> _Extracted data_:
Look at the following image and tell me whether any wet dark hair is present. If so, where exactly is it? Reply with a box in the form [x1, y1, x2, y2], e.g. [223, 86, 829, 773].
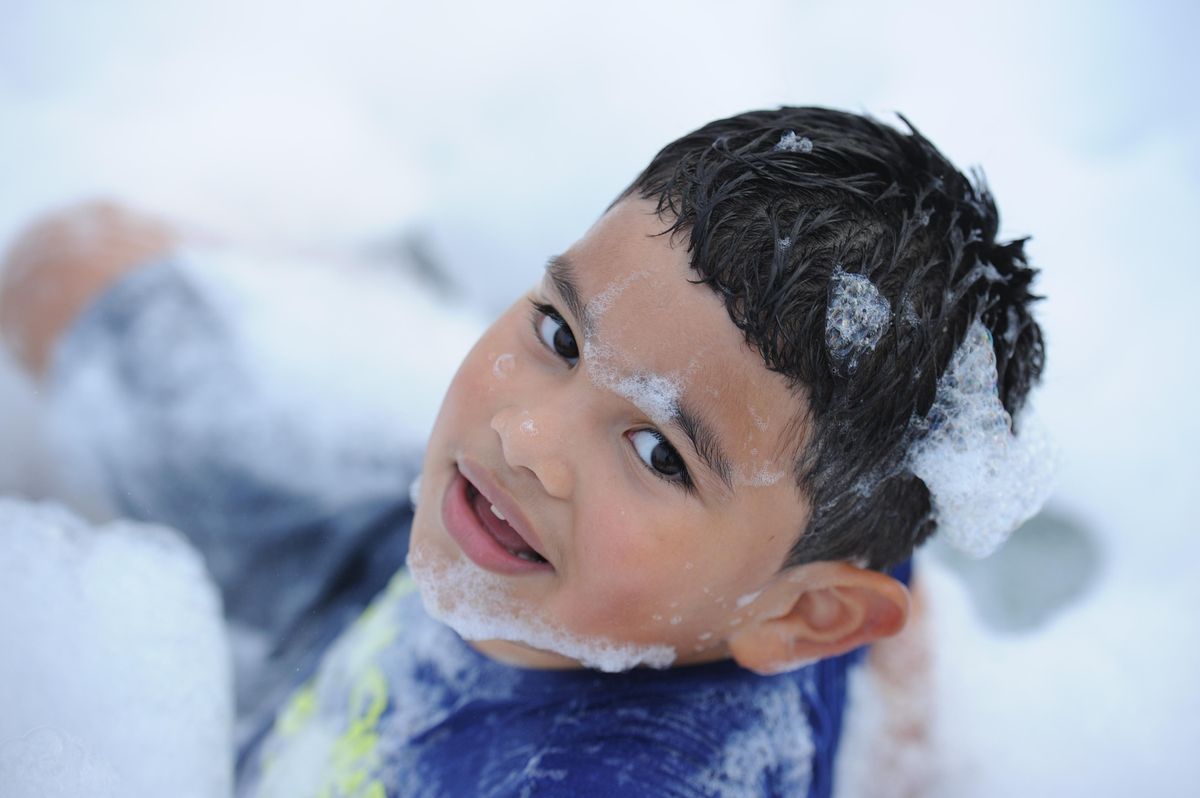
[622, 108, 1043, 568]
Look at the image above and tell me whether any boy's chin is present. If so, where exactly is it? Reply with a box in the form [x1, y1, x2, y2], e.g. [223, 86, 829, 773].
[408, 542, 677, 672]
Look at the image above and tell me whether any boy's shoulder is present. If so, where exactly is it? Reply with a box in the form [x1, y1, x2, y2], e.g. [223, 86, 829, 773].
[240, 580, 850, 798]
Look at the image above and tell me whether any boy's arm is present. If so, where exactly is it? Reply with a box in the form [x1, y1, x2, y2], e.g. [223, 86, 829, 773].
[0, 202, 176, 378]
[0, 204, 415, 628]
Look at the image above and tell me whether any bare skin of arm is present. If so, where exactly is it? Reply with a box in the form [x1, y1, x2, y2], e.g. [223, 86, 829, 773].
[0, 202, 176, 378]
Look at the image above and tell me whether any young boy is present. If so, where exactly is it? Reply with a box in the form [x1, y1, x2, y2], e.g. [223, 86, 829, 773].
[0, 108, 1042, 798]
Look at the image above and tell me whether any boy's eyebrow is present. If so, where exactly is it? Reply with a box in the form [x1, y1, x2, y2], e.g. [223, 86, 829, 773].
[671, 401, 733, 491]
[546, 254, 593, 336]
[546, 254, 733, 491]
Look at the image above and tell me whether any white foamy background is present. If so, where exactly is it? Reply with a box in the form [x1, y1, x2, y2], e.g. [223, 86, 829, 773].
[0, 0, 1200, 797]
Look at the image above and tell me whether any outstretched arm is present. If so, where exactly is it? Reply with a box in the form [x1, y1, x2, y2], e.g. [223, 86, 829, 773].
[0, 202, 176, 378]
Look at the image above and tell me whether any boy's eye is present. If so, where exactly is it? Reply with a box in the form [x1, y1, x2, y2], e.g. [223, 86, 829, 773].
[535, 306, 580, 366]
[629, 430, 688, 481]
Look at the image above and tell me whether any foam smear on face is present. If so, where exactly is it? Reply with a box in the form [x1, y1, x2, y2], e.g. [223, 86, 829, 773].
[408, 548, 676, 672]
[826, 266, 892, 374]
[583, 272, 683, 425]
[908, 322, 1057, 557]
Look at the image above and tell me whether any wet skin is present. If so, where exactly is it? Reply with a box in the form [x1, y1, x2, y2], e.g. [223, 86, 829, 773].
[412, 200, 809, 667]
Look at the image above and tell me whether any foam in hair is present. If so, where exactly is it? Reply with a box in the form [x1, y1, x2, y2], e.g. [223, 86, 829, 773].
[907, 322, 1057, 557]
[774, 131, 812, 154]
[826, 266, 892, 374]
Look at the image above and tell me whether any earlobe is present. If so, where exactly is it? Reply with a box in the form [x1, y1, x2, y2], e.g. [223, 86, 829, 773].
[728, 563, 908, 674]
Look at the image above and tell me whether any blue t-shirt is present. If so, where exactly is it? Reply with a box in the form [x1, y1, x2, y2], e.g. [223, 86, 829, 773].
[238, 574, 892, 798]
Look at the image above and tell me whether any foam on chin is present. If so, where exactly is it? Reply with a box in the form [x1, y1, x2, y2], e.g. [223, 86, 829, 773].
[408, 546, 676, 672]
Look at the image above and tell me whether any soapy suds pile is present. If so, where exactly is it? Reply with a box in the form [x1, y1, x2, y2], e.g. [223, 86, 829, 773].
[826, 266, 1058, 557]
[0, 498, 233, 798]
[775, 131, 812, 152]
[908, 322, 1058, 557]
[408, 548, 676, 672]
[826, 266, 892, 374]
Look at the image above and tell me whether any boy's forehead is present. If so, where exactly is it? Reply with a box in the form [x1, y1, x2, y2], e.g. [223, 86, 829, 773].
[546, 200, 800, 466]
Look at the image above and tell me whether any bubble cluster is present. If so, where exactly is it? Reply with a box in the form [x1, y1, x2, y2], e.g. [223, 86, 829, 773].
[408, 548, 682, 672]
[907, 322, 1057, 557]
[826, 266, 892, 374]
[774, 131, 812, 152]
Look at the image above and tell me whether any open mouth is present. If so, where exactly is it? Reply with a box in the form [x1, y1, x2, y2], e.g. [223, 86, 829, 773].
[466, 480, 546, 563]
[442, 467, 554, 576]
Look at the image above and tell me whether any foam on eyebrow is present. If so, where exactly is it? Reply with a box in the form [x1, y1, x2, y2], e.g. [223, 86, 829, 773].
[583, 338, 683, 426]
[408, 548, 676, 672]
[583, 271, 684, 426]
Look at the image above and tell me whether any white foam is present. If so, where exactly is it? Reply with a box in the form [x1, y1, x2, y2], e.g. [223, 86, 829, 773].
[908, 322, 1058, 557]
[408, 548, 676, 672]
[492, 352, 517, 379]
[737, 590, 762, 610]
[775, 131, 812, 152]
[826, 266, 892, 374]
[583, 338, 683, 426]
[0, 499, 233, 798]
[738, 464, 784, 487]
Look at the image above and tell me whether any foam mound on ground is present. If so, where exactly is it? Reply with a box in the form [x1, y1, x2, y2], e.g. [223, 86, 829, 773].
[0, 498, 233, 798]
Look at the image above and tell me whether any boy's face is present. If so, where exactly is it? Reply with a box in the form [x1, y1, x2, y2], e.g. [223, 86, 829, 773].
[410, 199, 809, 667]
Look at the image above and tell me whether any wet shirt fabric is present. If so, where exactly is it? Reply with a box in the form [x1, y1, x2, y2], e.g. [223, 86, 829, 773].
[238, 574, 859, 798]
[48, 257, 419, 734]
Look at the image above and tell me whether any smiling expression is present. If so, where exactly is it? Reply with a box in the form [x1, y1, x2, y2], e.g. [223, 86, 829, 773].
[410, 199, 809, 667]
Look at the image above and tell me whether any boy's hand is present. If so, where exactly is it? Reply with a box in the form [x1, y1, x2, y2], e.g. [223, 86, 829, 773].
[0, 202, 176, 377]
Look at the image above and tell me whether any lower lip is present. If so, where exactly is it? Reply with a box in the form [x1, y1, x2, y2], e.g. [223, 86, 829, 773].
[442, 470, 553, 576]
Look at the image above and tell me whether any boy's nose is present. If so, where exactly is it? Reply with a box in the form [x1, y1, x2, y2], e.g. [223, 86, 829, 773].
[492, 407, 575, 499]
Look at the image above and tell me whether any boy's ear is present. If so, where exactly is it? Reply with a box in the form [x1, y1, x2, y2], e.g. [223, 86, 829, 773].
[728, 563, 908, 674]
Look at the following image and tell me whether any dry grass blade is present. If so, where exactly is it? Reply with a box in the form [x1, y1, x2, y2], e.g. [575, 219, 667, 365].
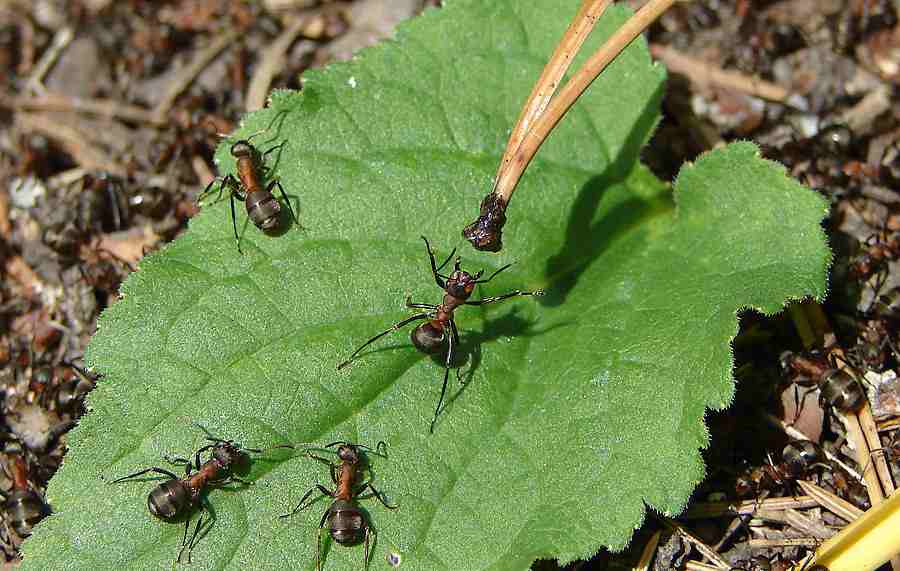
[496, 0, 675, 203]
[14, 111, 127, 177]
[650, 44, 805, 107]
[784, 510, 835, 539]
[797, 480, 863, 522]
[8, 93, 168, 127]
[747, 537, 822, 549]
[462, 0, 675, 252]
[681, 496, 818, 519]
[494, 0, 612, 192]
[246, 18, 307, 111]
[660, 517, 731, 569]
[634, 531, 662, 571]
[856, 402, 896, 496]
[153, 29, 240, 121]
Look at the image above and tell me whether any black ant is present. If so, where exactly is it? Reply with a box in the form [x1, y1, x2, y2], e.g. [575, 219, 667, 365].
[199, 131, 297, 254]
[782, 353, 866, 413]
[110, 427, 293, 563]
[852, 229, 900, 285]
[735, 440, 831, 498]
[338, 236, 544, 434]
[279, 441, 398, 571]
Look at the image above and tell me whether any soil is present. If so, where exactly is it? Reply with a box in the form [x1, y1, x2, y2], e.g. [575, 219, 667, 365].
[0, 0, 900, 570]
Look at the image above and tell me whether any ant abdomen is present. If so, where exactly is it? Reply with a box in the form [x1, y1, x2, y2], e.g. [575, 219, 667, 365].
[147, 480, 193, 520]
[3, 490, 49, 538]
[328, 500, 365, 545]
[246, 190, 281, 230]
[819, 369, 866, 412]
[409, 321, 444, 354]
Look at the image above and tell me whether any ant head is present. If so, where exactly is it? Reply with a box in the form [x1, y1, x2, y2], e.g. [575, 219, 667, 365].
[231, 139, 256, 159]
[338, 442, 359, 464]
[445, 258, 484, 299]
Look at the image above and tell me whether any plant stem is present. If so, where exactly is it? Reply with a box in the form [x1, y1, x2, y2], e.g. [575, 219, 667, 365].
[463, 0, 676, 252]
[494, 0, 612, 190]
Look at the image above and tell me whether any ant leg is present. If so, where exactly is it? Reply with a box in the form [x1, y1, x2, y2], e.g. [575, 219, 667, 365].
[428, 320, 454, 434]
[278, 484, 334, 518]
[465, 289, 544, 305]
[450, 320, 467, 385]
[475, 262, 512, 284]
[357, 481, 400, 510]
[422, 236, 456, 289]
[363, 525, 369, 571]
[110, 466, 179, 484]
[316, 510, 328, 571]
[338, 312, 430, 370]
[257, 141, 287, 162]
[266, 179, 300, 224]
[175, 514, 194, 563]
[406, 295, 437, 309]
[231, 192, 244, 254]
[163, 455, 191, 470]
[197, 176, 225, 206]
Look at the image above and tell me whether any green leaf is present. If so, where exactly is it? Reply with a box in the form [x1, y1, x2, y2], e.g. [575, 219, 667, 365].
[24, 0, 830, 571]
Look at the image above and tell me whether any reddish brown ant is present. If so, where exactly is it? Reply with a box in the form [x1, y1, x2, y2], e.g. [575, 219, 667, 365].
[782, 353, 866, 413]
[852, 230, 900, 280]
[279, 441, 398, 571]
[338, 236, 544, 433]
[0, 447, 50, 539]
[198, 131, 298, 254]
[736, 440, 831, 498]
[110, 425, 293, 563]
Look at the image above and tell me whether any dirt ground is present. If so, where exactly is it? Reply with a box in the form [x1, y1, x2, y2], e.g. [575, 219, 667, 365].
[0, 0, 900, 570]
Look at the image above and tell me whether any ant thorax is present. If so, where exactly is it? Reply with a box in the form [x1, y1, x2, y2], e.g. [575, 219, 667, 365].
[446, 270, 475, 301]
[212, 442, 243, 468]
[338, 446, 359, 464]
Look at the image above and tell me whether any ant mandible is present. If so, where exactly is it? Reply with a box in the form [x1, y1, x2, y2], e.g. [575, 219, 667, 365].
[279, 441, 398, 571]
[338, 236, 544, 434]
[110, 425, 293, 563]
[198, 131, 297, 254]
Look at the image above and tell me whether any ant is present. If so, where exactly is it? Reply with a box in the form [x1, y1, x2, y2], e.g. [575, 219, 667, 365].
[279, 441, 399, 571]
[0, 448, 50, 539]
[735, 440, 831, 498]
[338, 236, 544, 434]
[781, 353, 866, 413]
[110, 425, 293, 563]
[852, 229, 900, 285]
[199, 131, 297, 254]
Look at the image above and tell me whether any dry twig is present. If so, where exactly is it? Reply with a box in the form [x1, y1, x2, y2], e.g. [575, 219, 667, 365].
[494, 0, 612, 190]
[797, 480, 863, 522]
[463, 0, 675, 252]
[153, 29, 240, 121]
[659, 517, 731, 569]
[4, 93, 168, 127]
[634, 530, 662, 571]
[25, 26, 75, 95]
[246, 18, 307, 111]
[650, 44, 806, 108]
[14, 112, 126, 176]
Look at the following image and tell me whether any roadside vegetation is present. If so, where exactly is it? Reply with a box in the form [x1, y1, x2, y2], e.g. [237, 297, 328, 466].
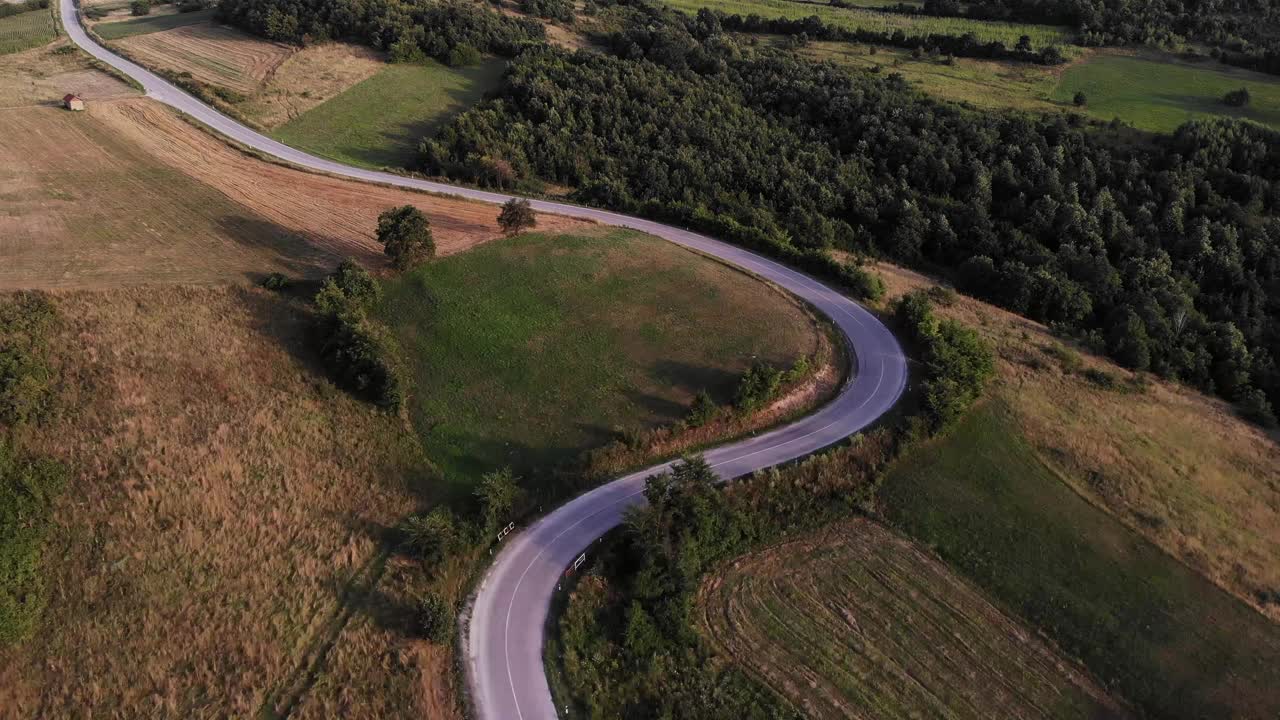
[547, 286, 988, 719]
[0, 0, 58, 55]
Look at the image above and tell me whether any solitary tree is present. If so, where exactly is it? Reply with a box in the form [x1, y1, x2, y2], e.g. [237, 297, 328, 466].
[378, 205, 435, 270]
[498, 197, 538, 234]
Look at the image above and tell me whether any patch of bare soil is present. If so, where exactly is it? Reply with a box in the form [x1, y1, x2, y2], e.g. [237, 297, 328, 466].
[119, 22, 296, 95]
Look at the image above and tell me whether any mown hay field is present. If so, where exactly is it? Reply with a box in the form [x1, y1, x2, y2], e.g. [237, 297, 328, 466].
[119, 22, 294, 95]
[696, 520, 1123, 720]
[663, 0, 1073, 49]
[0, 10, 58, 55]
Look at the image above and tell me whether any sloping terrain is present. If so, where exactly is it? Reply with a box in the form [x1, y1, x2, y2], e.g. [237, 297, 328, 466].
[698, 520, 1121, 720]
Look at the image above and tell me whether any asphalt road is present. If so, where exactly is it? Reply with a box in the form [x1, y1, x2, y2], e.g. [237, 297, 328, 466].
[59, 0, 906, 720]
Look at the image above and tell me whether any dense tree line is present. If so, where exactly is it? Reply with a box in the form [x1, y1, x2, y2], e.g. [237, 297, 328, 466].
[422, 9, 1280, 420]
[218, 0, 545, 64]
[716, 12, 1066, 65]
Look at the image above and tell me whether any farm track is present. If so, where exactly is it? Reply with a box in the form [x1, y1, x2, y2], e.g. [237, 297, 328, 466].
[59, 0, 908, 720]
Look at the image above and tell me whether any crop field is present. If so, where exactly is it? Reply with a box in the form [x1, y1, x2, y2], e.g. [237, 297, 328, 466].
[273, 59, 506, 168]
[115, 22, 294, 95]
[378, 228, 820, 493]
[0, 10, 58, 55]
[664, 0, 1073, 49]
[877, 258, 1280, 619]
[881, 400, 1280, 719]
[93, 10, 214, 40]
[0, 40, 137, 106]
[1051, 53, 1280, 132]
[800, 42, 1059, 111]
[237, 40, 387, 128]
[696, 520, 1123, 720]
[0, 286, 430, 719]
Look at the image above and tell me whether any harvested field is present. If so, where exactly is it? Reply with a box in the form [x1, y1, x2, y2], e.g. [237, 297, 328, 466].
[0, 99, 581, 288]
[239, 42, 385, 128]
[92, 101, 586, 263]
[119, 22, 294, 95]
[877, 264, 1280, 620]
[0, 101, 333, 290]
[0, 287, 436, 719]
[698, 520, 1121, 720]
[0, 40, 137, 105]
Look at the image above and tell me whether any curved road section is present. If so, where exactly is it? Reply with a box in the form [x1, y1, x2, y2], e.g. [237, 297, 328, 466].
[59, 0, 906, 720]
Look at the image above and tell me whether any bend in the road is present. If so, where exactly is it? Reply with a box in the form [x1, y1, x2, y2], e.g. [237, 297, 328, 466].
[59, 0, 906, 720]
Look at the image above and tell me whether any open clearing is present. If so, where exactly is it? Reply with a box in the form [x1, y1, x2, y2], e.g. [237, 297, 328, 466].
[119, 22, 294, 95]
[378, 228, 820, 492]
[877, 264, 1280, 619]
[881, 399, 1280, 719]
[0, 40, 138, 105]
[0, 287, 424, 719]
[1052, 51, 1280, 132]
[0, 100, 581, 288]
[0, 10, 58, 55]
[696, 520, 1120, 720]
[663, 0, 1071, 49]
[91, 10, 214, 40]
[273, 59, 506, 168]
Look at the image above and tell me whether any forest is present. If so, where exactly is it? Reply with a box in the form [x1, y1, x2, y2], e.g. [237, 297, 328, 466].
[421, 5, 1280, 421]
[212, 0, 1280, 423]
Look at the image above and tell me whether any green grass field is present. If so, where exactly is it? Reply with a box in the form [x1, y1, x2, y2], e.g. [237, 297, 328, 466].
[1051, 53, 1280, 132]
[800, 42, 1064, 110]
[664, 0, 1071, 49]
[93, 10, 214, 40]
[0, 10, 58, 55]
[378, 229, 817, 493]
[271, 59, 506, 168]
[881, 401, 1280, 717]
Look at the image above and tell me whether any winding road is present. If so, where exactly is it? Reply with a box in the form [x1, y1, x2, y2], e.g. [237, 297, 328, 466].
[59, 0, 906, 720]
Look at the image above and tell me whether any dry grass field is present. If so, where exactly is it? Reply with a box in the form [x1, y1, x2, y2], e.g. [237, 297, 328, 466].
[0, 287, 430, 717]
[878, 260, 1280, 620]
[238, 42, 387, 128]
[0, 40, 138, 106]
[696, 520, 1123, 720]
[119, 22, 294, 95]
[0, 99, 580, 290]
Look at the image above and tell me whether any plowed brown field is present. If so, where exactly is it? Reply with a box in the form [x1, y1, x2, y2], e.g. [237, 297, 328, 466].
[699, 520, 1121, 720]
[119, 23, 294, 95]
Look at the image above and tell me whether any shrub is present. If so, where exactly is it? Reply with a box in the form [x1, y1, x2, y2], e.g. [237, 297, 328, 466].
[378, 205, 435, 270]
[1222, 87, 1252, 108]
[417, 592, 453, 644]
[261, 273, 289, 291]
[476, 468, 524, 532]
[399, 507, 461, 568]
[685, 389, 719, 428]
[498, 197, 538, 234]
[0, 441, 67, 644]
[733, 360, 782, 413]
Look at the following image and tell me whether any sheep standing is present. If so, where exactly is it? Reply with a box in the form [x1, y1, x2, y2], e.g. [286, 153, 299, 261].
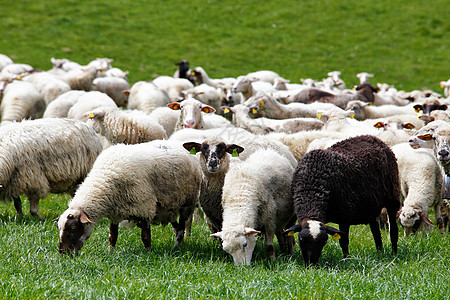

> _What you need to do_: Update the lines above, starting at the line that contains "boy's eye is" and ending at the line that contains "[546, 200, 800, 466]". Replace "soapy suds pile" with "pile of soap suds", change nothing else, and return only those lines.

> _Response to the task_:
Look at the image above and tell me whether any boy's eye is present. If so, where exactly is it? Reply with a box in the form [x1, y1, x2, y2], e.g. [223, 86, 829, 773].
[535, 306, 580, 366]
[629, 430, 688, 481]
Look at the image above and tell me whether any foam smear on face is present. If so, where exactly is it? Reply with a box in the form [x1, y1, x2, y2], e.g. [223, 86, 829, 773].
[408, 548, 676, 672]
[826, 266, 892, 374]
[583, 272, 683, 425]
[908, 322, 1057, 557]
Look at the image above and tell me whether any wet skin is present. If so, where exactly is it? Reply with a box in the form [x1, y1, x2, y2], e.g. [223, 86, 829, 773].
[412, 200, 809, 667]
Look at the image above and tell me whether any foam in hair is present. If so, where exactly is it? Reply with a box in the form [x1, y1, x2, y2], e.g. [223, 86, 829, 773].
[907, 322, 1057, 557]
[774, 131, 812, 154]
[826, 266, 892, 374]
Look at the image above and tell me whether any earlobe is present. If so, where exactly is it? Reply with a box in the form [x1, y1, x2, y2], e.g. [223, 86, 829, 773].
[728, 563, 908, 674]
Look at the image above and tell me whether any blue t-shirt is present. If so, where exactly is it? Reply with a box in the form [x1, y1, x2, y2], e.g. [223, 86, 829, 773].
[238, 574, 892, 798]
Look at the image above and tell me whether any foam on chin is present. If so, where exactly is it? Reply with a box in the form [x1, y1, x2, y2], e.g. [223, 86, 829, 773].
[408, 546, 676, 672]
Look at the image above and tell me whether any pile of soap suds is present. If so, where exactly is it? Reply with a box in the form [x1, y1, x2, y2], e.g. [223, 86, 829, 773].
[826, 266, 1058, 557]
[0, 498, 233, 798]
[775, 131, 812, 152]
[908, 322, 1058, 557]
[408, 548, 676, 672]
[826, 266, 892, 374]
Look at the image above and tell me whether any boy's forehead is present. If so, where exactly is it? Reply with a box in the form [x1, y1, x2, y2], e.g. [223, 86, 829, 773].
[546, 200, 800, 466]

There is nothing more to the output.